*** Opening EXTRACTED TEXT ***

Ay, Pilipino pa rin, Ate,” says, Florie, with sister, Daisy, who have lived in the same Vancouver rental apartment for the past 15 years. Theirs turn out to be the status of most caregiver-friends, too, or in stores working behind cash registers, at food courts, picking up your tray for cleaning and stacking, and in supermarkets, assisting you in self-serve checkout counters.
Like them, Florie and her sister, would rather just renew their Permanent Resident (PR) cards, and when visiting the Philippines, their passports, and apply for a visa, even if quite costly and often fraught with worry over some unexpected requirements. What about voting? Florie crinkles her nose; she watches political goings-on in the Philippines at “mga nagbabagang balita,” on to a teleserye and ends the evening there—does it matter if she missed Elbowgate at Parliament House in Ottawa? “Ano ‘yon?” she asks me.
I’ve never heard her speak in English, but of course, why would she? No Filipino, who has sized up the other as one, does; in fact, stories abound about all-Filipino crews in some manufacturing companies, who continue to defy rules against using their native language at work in deference to others. Settled and feeling at home, volume, accented with crisp expletives, does not even figure for them as disturbing. Not in Florie’s jobs though—she reveals that she has picked up sentences and phrases from her employer and her ward, which had proven quite enough.
“Maliban sa passport, wala namang pinag-iba, di ba, Ate?” Florie throws this rhetorical question at me. As permanent resident, soon after five years (two in the new rules though only a working permit on arrival) of caregiving, her life has not been that much different from the Canadian-born next door neighbor, except for an invisible screen—Florie’s health insurance saved her through a small brain tumor, and then, while still under treatment, a difficult pregnancy and childbirth, finally, past the scare of multiple sclerosis (MS) diagnosed at its onset, as well as added sustenance with British Columbia’s child-care support for her son.

*** Closing EXTRACTED TEXT ***

## WHAT YOU SHOULD DO
Copy the lines from "Ay, Pilipino pa" to "she asks me." from the piece above on Filipino caregivers in Vancouver.

*** Opening INFORMATION GIVEN ***

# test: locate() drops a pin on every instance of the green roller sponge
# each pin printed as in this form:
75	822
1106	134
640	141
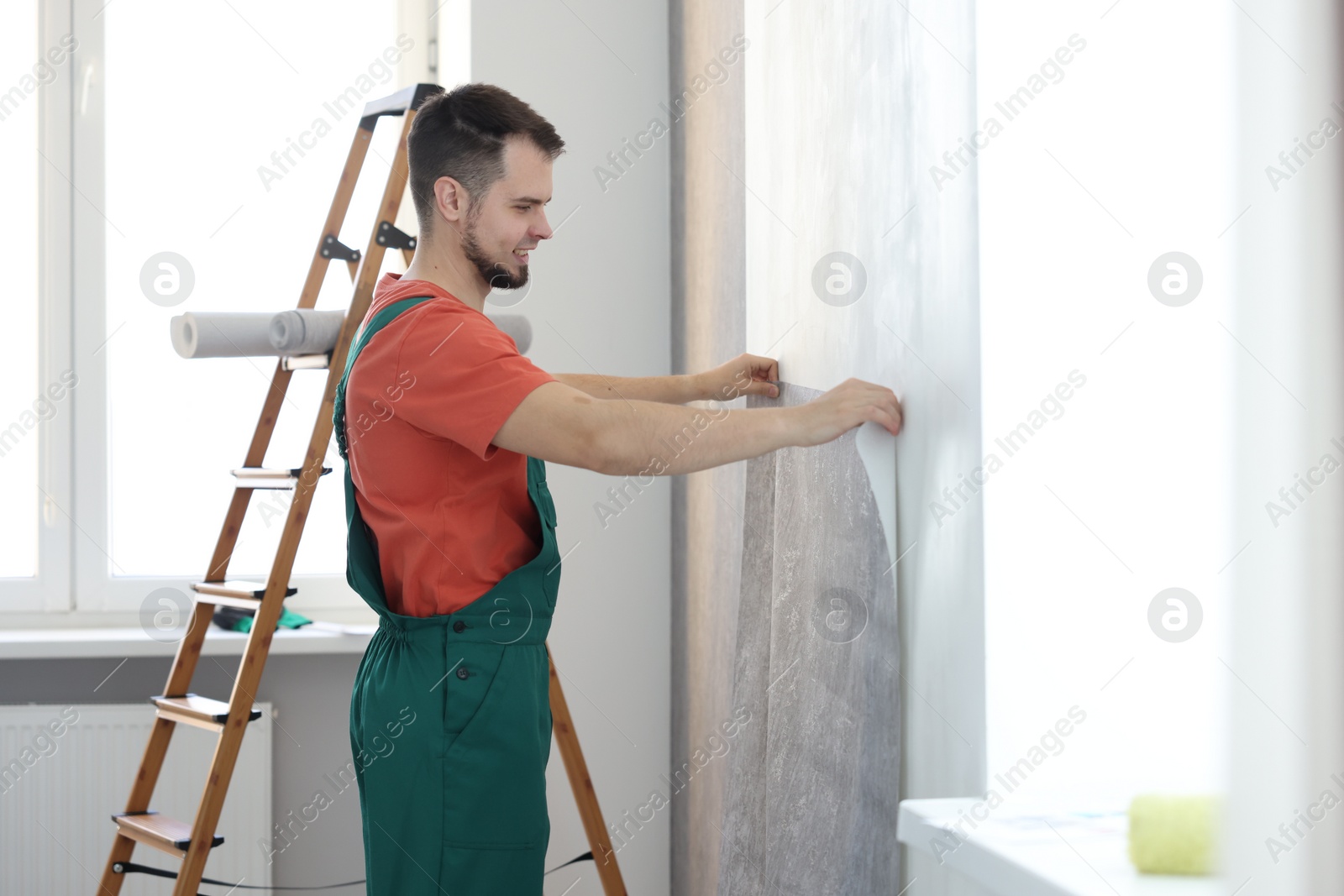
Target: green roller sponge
1171	835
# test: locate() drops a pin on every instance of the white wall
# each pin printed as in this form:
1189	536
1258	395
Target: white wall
1287	720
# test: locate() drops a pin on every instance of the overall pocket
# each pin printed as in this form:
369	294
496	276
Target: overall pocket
495	770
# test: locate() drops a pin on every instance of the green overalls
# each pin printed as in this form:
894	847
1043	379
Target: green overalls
450	715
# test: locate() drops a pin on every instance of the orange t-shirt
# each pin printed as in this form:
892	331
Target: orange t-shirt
449	512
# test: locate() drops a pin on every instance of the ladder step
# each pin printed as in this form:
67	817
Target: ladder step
235	593
306	362
261	477
202	712
158	831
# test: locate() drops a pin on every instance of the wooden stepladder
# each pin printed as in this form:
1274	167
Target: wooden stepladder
192	841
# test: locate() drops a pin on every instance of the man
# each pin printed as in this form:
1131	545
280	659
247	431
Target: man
445	429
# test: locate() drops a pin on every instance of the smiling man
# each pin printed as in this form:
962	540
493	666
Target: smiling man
445	429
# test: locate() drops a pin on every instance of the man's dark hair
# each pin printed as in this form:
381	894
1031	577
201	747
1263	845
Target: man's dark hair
460	134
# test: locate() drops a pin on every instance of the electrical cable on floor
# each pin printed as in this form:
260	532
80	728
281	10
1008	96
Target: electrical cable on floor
134	868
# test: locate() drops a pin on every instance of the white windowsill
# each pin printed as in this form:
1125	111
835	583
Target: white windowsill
1016	853
71	644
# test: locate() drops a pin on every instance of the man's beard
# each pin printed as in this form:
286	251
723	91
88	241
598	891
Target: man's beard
495	273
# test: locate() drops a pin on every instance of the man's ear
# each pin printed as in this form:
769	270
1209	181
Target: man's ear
450	199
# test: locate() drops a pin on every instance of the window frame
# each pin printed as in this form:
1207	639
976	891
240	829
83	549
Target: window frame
73	579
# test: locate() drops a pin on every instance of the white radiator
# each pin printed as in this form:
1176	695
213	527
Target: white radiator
58	794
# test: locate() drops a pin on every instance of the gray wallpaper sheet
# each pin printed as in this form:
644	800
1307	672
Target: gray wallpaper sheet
812	785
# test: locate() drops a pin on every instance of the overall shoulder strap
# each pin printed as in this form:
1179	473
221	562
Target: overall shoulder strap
374	324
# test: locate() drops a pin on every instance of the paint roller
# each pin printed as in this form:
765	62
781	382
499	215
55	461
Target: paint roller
300	331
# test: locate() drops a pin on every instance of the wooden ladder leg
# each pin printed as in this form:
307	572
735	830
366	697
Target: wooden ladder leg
582	786
143	789
232	738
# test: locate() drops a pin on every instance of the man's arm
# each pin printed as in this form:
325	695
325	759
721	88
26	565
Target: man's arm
671	390
559	423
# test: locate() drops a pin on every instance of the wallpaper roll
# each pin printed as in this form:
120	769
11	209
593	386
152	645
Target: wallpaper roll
299	331
222	333
306	331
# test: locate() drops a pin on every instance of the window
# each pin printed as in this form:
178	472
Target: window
186	160
1122	492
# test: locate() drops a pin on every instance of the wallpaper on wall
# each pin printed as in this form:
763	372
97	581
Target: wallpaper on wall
813	778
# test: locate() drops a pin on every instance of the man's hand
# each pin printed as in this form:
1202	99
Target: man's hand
743	375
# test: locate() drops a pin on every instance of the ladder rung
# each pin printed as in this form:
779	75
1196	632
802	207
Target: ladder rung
261	477
306	362
202	712
235	593
160	832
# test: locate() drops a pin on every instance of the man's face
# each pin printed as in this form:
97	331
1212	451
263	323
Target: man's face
510	221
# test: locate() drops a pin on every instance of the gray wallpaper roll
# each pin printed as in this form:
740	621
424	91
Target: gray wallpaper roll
813	781
222	333
299	331
302	331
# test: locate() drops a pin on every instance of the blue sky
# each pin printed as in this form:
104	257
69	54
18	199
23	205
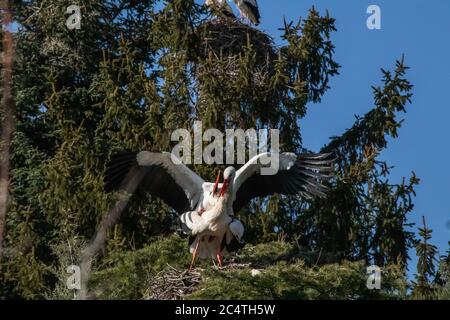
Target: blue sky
419	29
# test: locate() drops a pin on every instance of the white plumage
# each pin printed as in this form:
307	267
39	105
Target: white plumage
207	209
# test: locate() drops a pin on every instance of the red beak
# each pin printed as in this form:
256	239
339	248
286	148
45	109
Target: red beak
216	183
224	187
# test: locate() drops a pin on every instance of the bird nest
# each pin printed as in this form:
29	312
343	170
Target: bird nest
226	37
174	284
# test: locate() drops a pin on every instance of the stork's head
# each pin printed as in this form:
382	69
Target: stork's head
228	178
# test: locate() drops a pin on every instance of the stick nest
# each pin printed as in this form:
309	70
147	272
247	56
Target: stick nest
225	37
174	284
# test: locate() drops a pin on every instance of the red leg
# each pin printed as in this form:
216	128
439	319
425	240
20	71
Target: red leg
194	255
219	259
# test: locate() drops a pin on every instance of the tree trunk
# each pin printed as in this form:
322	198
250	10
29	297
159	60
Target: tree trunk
8	118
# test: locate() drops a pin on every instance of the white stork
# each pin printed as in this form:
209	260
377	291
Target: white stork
222	6
249	9
207	209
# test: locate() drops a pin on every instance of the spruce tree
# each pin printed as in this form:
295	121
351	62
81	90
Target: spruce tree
135	72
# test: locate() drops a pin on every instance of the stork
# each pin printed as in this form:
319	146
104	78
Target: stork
222	6
249	9
207	209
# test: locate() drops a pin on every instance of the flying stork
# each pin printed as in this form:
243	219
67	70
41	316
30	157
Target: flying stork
247	8
207	209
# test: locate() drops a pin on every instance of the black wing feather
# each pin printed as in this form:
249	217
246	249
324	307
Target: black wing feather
304	178
156	180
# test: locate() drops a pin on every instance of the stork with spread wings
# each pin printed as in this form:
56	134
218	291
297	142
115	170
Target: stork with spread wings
207	209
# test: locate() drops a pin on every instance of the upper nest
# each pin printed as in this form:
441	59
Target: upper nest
228	37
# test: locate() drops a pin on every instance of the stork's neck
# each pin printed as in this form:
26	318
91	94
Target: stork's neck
224	203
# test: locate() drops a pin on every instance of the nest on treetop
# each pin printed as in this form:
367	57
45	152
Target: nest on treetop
225	37
234	58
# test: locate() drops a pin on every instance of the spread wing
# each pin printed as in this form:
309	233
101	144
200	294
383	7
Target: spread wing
157	174
297	174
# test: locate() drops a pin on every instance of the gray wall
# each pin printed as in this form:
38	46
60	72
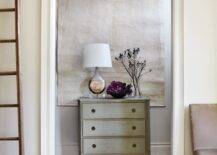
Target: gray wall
123	24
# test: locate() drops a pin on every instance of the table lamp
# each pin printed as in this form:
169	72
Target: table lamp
97	55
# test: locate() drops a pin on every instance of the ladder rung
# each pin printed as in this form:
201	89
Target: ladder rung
9	138
8	105
7	9
8	41
8	73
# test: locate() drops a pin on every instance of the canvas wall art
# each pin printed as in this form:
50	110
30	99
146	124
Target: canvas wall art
123	24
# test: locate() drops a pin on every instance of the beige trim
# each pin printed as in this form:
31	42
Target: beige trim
178	79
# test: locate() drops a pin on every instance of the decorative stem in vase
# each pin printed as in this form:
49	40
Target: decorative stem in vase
134	67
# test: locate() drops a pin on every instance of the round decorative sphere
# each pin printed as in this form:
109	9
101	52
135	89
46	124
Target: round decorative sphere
97	85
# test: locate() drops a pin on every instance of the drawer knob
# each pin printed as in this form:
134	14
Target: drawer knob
133	110
93	110
134	127
94	146
93	128
134	145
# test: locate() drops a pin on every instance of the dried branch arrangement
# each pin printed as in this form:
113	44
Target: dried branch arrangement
134	67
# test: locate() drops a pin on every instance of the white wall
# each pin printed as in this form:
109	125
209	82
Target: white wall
200	50
30	68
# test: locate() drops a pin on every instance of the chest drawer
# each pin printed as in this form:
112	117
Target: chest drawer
113	110
114	146
114	128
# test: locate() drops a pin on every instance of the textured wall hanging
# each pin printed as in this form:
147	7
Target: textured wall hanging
123	24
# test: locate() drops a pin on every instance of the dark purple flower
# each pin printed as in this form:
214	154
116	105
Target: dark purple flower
119	89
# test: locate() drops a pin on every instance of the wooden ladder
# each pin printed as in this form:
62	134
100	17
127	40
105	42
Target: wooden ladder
16	73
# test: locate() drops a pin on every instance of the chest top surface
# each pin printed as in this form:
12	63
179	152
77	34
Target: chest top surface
111	100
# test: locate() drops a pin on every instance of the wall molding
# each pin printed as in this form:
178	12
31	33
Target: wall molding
178	78
48	77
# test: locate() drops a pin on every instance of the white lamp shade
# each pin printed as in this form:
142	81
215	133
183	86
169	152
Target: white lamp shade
97	55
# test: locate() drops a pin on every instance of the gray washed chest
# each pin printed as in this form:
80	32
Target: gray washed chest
114	127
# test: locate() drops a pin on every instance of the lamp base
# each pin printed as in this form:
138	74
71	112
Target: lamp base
97	83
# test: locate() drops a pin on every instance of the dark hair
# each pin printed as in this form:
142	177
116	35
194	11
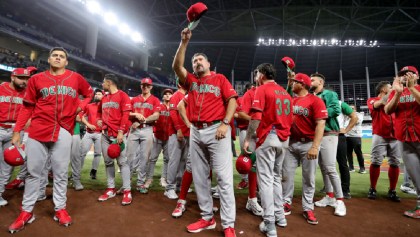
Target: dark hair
318	75
98	90
267	70
199	54
380	86
59	49
111	77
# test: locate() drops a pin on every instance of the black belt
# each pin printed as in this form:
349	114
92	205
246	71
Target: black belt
201	125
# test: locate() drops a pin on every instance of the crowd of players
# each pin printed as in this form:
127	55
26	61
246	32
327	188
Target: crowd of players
280	129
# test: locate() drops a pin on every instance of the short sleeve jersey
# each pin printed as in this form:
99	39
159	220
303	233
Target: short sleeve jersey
208	97
407	117
306	111
112	107
274	105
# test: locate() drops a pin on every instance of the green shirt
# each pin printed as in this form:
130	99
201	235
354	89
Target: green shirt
331	101
76	129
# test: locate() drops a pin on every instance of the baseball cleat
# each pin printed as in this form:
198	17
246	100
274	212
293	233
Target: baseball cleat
62	217
23	219
179	209
200	225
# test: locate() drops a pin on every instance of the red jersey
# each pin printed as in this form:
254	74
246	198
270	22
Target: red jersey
381	122
208	97
114	110
306	111
407	117
10	103
176	120
146	107
51	101
91	112
275	103
245	106
162	124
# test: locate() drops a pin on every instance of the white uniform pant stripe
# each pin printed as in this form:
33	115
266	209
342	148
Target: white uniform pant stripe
206	150
327	163
38	153
270	157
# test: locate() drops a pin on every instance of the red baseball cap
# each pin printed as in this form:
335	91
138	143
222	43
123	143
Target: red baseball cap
32	70
196	11
406	69
303	78
288	62
146	81
243	164
14	156
167	90
21	72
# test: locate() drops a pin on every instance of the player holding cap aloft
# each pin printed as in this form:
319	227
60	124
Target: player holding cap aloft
211	104
272	132
309	115
146	109
113	112
383	142
11	94
404	102
51	102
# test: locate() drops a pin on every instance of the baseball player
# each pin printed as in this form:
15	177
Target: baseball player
354	142
346	121
243	115
404	102
76	159
113	117
11	97
328	149
383	142
160	139
272	131
93	133
19	181
52	101
211	105
145	112
242	124
309	115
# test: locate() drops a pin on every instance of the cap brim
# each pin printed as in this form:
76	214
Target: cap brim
402	73
192	25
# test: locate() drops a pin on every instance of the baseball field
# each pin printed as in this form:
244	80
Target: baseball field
150	214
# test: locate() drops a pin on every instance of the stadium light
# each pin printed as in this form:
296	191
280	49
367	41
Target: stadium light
110	18
93	7
124	29
316	42
137	37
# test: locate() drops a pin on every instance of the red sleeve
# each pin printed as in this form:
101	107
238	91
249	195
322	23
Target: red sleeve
30	93
227	89
125	109
259	100
320	111
86	91
25	113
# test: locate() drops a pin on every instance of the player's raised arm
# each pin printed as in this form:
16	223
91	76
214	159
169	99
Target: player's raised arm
179	59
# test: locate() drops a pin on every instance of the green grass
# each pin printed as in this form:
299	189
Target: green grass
359	182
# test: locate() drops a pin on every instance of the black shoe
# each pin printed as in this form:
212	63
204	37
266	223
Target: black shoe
392	195
372	193
93	174
347	195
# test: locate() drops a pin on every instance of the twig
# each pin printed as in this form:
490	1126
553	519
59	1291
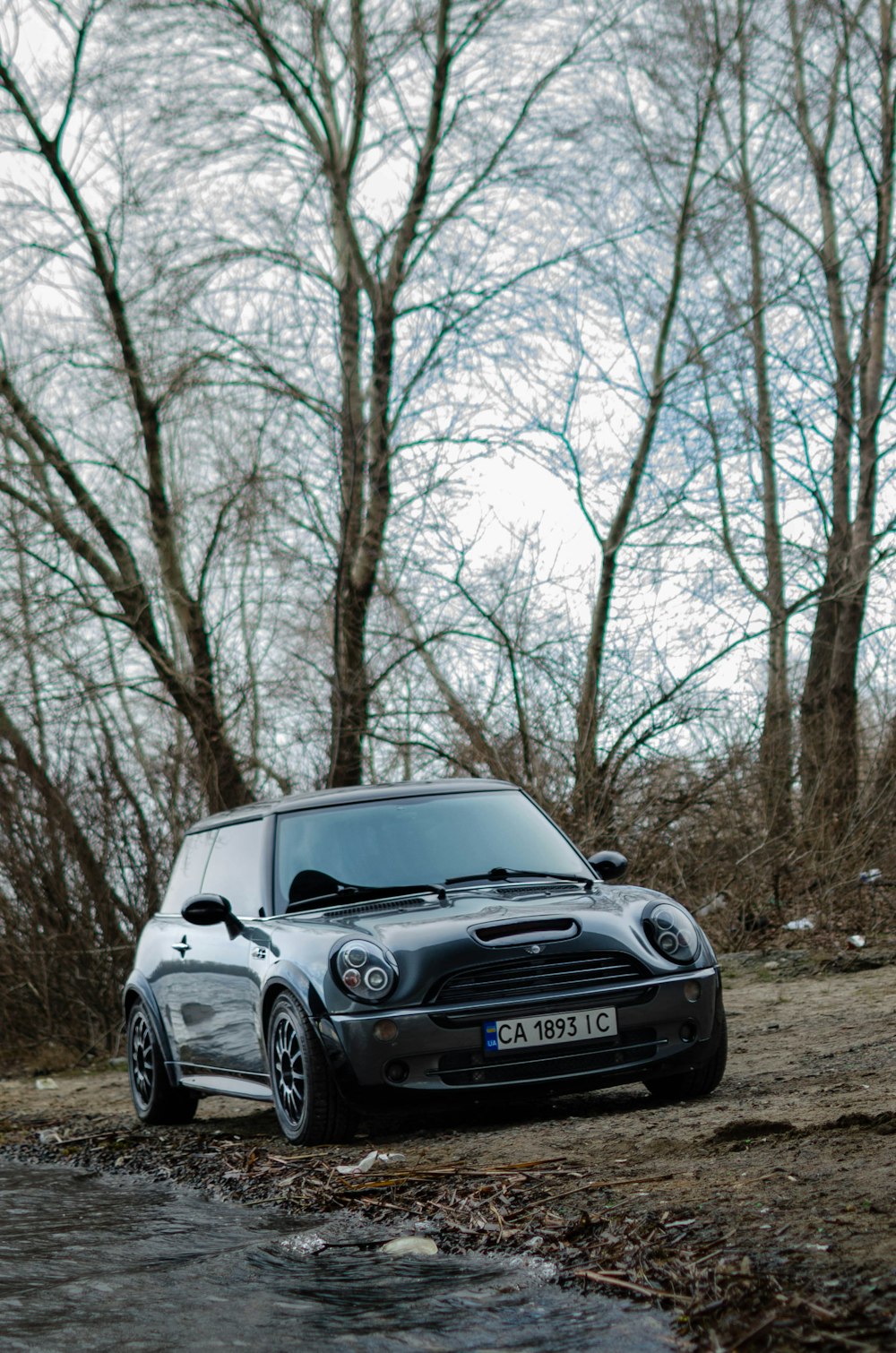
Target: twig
630	1287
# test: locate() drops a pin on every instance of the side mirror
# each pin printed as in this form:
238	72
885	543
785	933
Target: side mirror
211	909
608	865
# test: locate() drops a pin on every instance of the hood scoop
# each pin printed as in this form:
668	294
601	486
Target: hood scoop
533	930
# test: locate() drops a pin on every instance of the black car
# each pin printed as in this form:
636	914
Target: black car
379	947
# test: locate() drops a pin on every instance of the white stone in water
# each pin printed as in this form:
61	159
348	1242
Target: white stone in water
410	1245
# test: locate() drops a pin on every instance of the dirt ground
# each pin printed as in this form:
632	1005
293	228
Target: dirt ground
761	1218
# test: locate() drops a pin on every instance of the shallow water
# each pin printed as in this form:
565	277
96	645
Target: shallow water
90	1263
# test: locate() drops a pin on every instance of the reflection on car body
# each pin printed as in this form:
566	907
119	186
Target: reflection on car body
376	947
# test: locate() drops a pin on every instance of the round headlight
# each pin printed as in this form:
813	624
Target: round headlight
365	970
672	933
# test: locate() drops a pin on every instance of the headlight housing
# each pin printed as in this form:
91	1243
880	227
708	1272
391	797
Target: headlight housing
673	933
365	970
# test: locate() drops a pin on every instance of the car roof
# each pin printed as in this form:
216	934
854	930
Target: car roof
355	795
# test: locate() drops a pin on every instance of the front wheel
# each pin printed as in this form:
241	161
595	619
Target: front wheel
702	1079
156	1100
309	1106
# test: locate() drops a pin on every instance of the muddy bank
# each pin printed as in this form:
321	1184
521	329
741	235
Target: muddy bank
762	1217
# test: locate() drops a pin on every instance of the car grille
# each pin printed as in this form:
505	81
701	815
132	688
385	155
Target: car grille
546	974
547	1064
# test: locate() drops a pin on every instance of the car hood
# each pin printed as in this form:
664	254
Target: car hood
477	926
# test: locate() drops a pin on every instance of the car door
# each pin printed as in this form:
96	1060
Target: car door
211	988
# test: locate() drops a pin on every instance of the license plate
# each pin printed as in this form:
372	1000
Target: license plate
508	1035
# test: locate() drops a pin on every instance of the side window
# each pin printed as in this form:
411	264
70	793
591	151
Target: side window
185	877
236	866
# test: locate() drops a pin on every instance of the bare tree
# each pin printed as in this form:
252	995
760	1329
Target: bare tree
354	93
842	66
135	568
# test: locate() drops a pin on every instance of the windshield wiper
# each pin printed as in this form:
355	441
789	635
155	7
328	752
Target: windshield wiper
498	875
352	892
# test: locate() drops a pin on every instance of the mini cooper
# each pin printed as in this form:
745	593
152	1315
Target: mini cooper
382	947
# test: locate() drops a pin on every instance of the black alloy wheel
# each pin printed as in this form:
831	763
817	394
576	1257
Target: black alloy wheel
307	1103
156	1100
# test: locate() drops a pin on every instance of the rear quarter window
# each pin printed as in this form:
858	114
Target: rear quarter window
237	869
185	877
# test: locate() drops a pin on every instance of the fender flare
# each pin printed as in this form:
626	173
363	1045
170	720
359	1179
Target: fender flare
138	989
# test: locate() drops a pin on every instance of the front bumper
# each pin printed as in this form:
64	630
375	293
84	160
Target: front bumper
440	1047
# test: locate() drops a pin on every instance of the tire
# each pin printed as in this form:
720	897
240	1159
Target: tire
306	1099
156	1100
700	1080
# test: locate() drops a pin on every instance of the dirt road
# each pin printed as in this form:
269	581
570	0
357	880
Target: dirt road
762	1217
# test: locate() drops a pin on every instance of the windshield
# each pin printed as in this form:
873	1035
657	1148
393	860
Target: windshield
420	840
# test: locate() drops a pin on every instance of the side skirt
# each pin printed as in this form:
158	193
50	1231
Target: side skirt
212	1082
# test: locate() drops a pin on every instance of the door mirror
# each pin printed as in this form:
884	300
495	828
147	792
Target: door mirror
608	865
210	909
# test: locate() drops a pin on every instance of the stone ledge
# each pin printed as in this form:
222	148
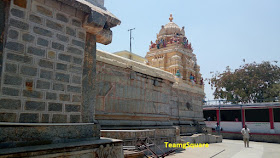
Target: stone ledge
58	148
136	66
28	134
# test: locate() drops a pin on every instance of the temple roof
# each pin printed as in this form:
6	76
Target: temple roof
171	28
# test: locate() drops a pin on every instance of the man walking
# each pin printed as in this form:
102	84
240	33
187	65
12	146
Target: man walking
245	132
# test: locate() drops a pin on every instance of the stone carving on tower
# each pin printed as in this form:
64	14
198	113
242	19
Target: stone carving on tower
172	51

*** Closing INFORMATION GIVEN ***

## ANSWER SECTION
Ay, Pilipino pa rin, Ate,” says, Florie, with sister, Daisy, who have lived in the same Vancouver rental apartment for the past 15 years. Theirs turn out to be the status of most caregiver-friends, too, or in stores working behind cash registers, at food courts, picking up your tray for cleaning and stacking, and in supermarkets, assisting you in self-serve checkout counters.
Like them, Florie and her sister, would rather just renew their Permanent Resident (PR) cards, and when visiting the Philippines, their passports, and apply for a visa, even if quite costly and often fraught with worry over some unexpected requirements. What about voting? Florie crinkles her nose; she watches political goings-on in the Philippines at “mga nagbabagang balita,” on to a teleserye and ends the evening there—does it matter if she missed Elbowgate at Parliament House in Ottawa? “Ano ‘yon?” she asks me.